Pricing and promotion alignment

• Plan promo timing where you have headroom. Avoid discounting into constrained supply.

• Use uplift models to estimate incremental demand on top of seasonal baseline.

• Synchronize price changes with inventory and fulfillment capacity to protect margins.

Staffing and scheduling

• Staff to volume by day-of-week and season. Cross-train to flex during peaks.

• Use short-horizon forecasts for labor (intra-week) and long-horizon for hiring (8–12 weeks out).

• Coordinate with CX to anticipate post-peak returns and inquiries.

Measuring Accuracy and Value

Metrics: MAE, MAPE, WAPE, sMAPE

• MAE: average absolute error; robust and interpretable.

• WAPE: weighted absolute percentage error; good for portfolio rollups.

• MAPE/sMAPE: percentage errors; beware division by small actuals.

• For intermittent demand, use MAE/WAPE or scaled errors rather than MAPE.

Evaluate separately for peak periods and for high-value SKUs.

Bias and forecast value add (FVA)

• Bias = average signed error. Track positive vs negative bias by category and season.

• FVA: measure incremental improvement from each process step (stat model → adjusted → consensus).

• Stop steps that do not add value; double down on those that do.

Scenario planning and stress tests

• Build what-if scenarios: stronger/weaker season, promo-on/off, longer lead times.

• Use uplift caps and elasticity ranges derived from backtests.

• Stress-test fulfillment: simulate pick/pack and carrier constraints on peak days.

For deeper guides on KPIs and processes, browse our inventory management blog.

Drift detection and alerts

• Track rolling MAPE/WAPE vs last season; alert on >25–30% relative change.

• Monitor seasonal strength; if Fs drops >0.15, review calendar drivers.

• Change-point detection on level/trend; re-tune models after major shifts.

Common Pitfalls and How to Avoid Them

Overfitting and chasing noise

• Too many features without cross-validation leads to brittle forecasts.

• Keep parsimonious models; prefer interpretable seasonal indices early on.

• Regularize promo and weather effects; require repeated evidence across years.

Ignoring exogenous shocks and stockouts

• Exclude stockout periods from model training or impute unconstrained demand.

• Use event overrides for shocks (policy changes, supplier outages).

• Rebuild baselines post-shock and shrink seasonal effects until stability returns.

SKU sparsity and long-tail issues

• Aggregate thin SKUs to families or use hierarchical reconciliation.

• Use analogs and attribute-based clustering for cold starts.

• Adjust service levels by ABC class; don’t over-engineer the long tail.

Misaligned time buckets and calendars

• Align weekly calendars to your operational week (e.g., Sun–Sat).

• Standardize time zones across order and fulfillment systems.

• Maintain consistent holiday calendars by region and channel.

Quick-Start Toolkit

Method selection flowchart

• Step 1: Is demand intermittent (≥30–50% zeros)? Use SBA/Croston or aggregate.

• Step 2: Do you have ≥2 cycles? If yes, Holt-Winters/SARIMA/Prophet; if not, seasonal indices + naive.

> [Provided material]
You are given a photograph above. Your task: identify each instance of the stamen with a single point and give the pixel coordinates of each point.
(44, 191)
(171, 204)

> [What to work on]
1) Answer these questions from the forecasting excerpt, one line each:
(a) How far out does the excerpt say long-horizon forecasts for hiring should look?
(b) For intermittent demand, which measures does it recommend using rather than MAPE?
(c) What relative change in rolling MAPE/WAPE against last season should trigger an alert?
2) Reproduce word for word the part of the forecasting excerpt that runs from "Staffing and scheduling" down to "robust and interpretable.".
The listing has no role in this work.

> [Task responses]
1)
(a) 8–12 weeks out.
(b) MAE/WAPE or scaled errors.
(c) A relative change of more than 25–30%.

2)
Staffing and scheduling

• Staff to volume by day-of-week and season. Cross-train to flex during peaks.

• Use short-horizon forecasts for labor (intra-week) and long-horizon for hiring (8–12 weeks out).

• Coordinate with CX to anticipate post-peak returns and inquiries.

Measuring Accuracy and Value

Metrics: MAE, MAPE, WAPE, sMAPE

• MAE: average absolute error; robust and interpretable.